=== SOURCE PASSAGE ===
Thank you for the email regarding your tomatoes.  I’m sorry to hear that you have had problems with them.  Sounds like they are suffering from too much nitrogen or a condition called blossom drop.

Too much nitrogen prevents the plants from setting blossoms.  Nitrogen promotes green growth (i.e. foliage).  An overdose of nitrogen will trick the plant into assuming that the environment it is in is favorable for unending growth.  While a plant normally has an end goal of producing seed, too much nitrogen prevents this from occurring.  To avoid having this occur in the future, use a fertilizer that is low in nitrogen, and high in phosphorus and potassium (which help to promote blossoming and fruit set).

If there are very tiny blossom initials that develop, but are aborted (fall off) before they actually blossom, then your plants are suffering from blossom drop.  Blossom drop is a common tomato growing problem that can be extremely frustrating to the home gardener. Otherwise healthy looking tomato plants set flower blossoms, only to have them dry up and fall off the plant before a fruit is formed.

Blossom drop can be attributed to several causes, most often related to either temperature and / or stress.

–Temperature Too High or Too Low

–Lack of Pollination

–Humidity Too High or Low Humidity.

–Lack of water

–Stress from insect damage or disease

Grow varieties suited for greenhouse production.  The high summer temperatures in a greenhouse will cause any non-greenhouse variety to become shocked and drop its blossoms or not form them to begin with.  The most frequent cause of tomato blossom drop is temperature.

–High daytime temperatures (above 85 F / 29 C)

–High Nighttime Temperatures (Below 70 / 21 C)

–Low Nighttime Temperatures (Below 55 / 13 C)

=== DATASET ===
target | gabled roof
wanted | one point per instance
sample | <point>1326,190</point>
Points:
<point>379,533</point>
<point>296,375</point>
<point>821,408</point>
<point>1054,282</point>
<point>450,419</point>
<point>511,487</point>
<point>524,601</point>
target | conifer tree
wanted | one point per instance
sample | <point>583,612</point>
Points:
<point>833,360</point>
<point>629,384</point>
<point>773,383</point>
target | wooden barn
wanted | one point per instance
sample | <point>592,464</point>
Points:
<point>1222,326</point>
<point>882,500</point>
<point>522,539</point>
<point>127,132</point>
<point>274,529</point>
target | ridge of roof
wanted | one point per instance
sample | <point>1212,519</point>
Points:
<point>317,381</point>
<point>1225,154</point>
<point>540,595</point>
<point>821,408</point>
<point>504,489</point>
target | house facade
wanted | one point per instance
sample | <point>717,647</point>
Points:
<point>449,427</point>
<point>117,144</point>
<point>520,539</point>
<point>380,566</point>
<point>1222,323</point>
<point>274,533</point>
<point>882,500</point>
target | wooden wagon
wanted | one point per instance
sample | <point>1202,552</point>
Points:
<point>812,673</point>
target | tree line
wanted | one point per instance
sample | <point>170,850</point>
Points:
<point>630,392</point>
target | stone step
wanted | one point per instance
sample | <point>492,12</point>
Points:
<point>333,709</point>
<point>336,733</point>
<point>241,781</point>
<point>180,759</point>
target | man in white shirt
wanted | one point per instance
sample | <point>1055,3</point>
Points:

=== ACTIVITY LIST ===
1. Answer these from the tomato passage, one line each:
(a) What kind of fertilizer does it recommend to keep the nitrogen problem from recurring?
(b) Blossom drop is most often related to which two things?
(c) Daytime temperatures above what level are listed as a cause of blossom drop?
2. Continue the passage on tomato blossom problems from its final line.

=== OUTPUTS FOR THE TASKS ===
1.
(a) A fertilizer low in nitrogen and high in phosphorus and potassium.
(b) Temperature and/or stress.
(c) Above 85 F / 29 C.

2.
Tomatoes grow best if daytime temperatures range between 70 F / 21 C and 85 F / 29 C. While tomato plants can tolerate more extreme temperatures for short periods, several days or nights with temps outside the ideal range will cause the plant to abort fruit set and focus on survival. Temperatures over 104 F / 40 C for only four hours can cause the flowers that are beginning to develop on the plant to abort and prevent more buds from developing for about 1-2 weeks.

Tomatoes need some help to pollinate in a greenhouse. Either insects, wind or hand shaking of the flowers is necessary to carry the pollen from the anthers to the stigma.

The ideal humidity range is between 40 – 70%. If humidity is either too high or too low, it interferes with the release of pollen and with pollens ability to stick to the stigma. So pollination will not occur.  If humidity is too low, hose the foliage during the day. This will both cool the plant and raise the humidity. This is not recommended in areas with high humidity or when fungus diseases are present.

Water deeply, once a week, during dry weather. Tomatoes have very deep roots, sometimes going down into the soil up to 5 feet. Shallow watering will stress and weaken the plants and prevent them from setting fruit.

Keep your tomato plants healthy. Use good cultural practices and treat for disease as soon as symptoms appear. Sometimes the problem is just too much of a good thing. When a tomato plant has too many blossoms, the resulting fruits are all competing for the limited food supplied by the plant. Only the strong will survive. The plant will automatically abort some flowers. Once the initial crop is harvested, the problem should subside.

Nothing will guarantee fruit set. Things like temperature and humidity are out of the gardener’s control. Sometimes you just have to be patient and wait for conditions to correct themselves. If the weather seems fine and other gardeners in your area are not having fruit set problems, you should consider the cultural causes of tomato blossom drop. Choosing a suitable variety and keeping your plants healthy will give you an edge.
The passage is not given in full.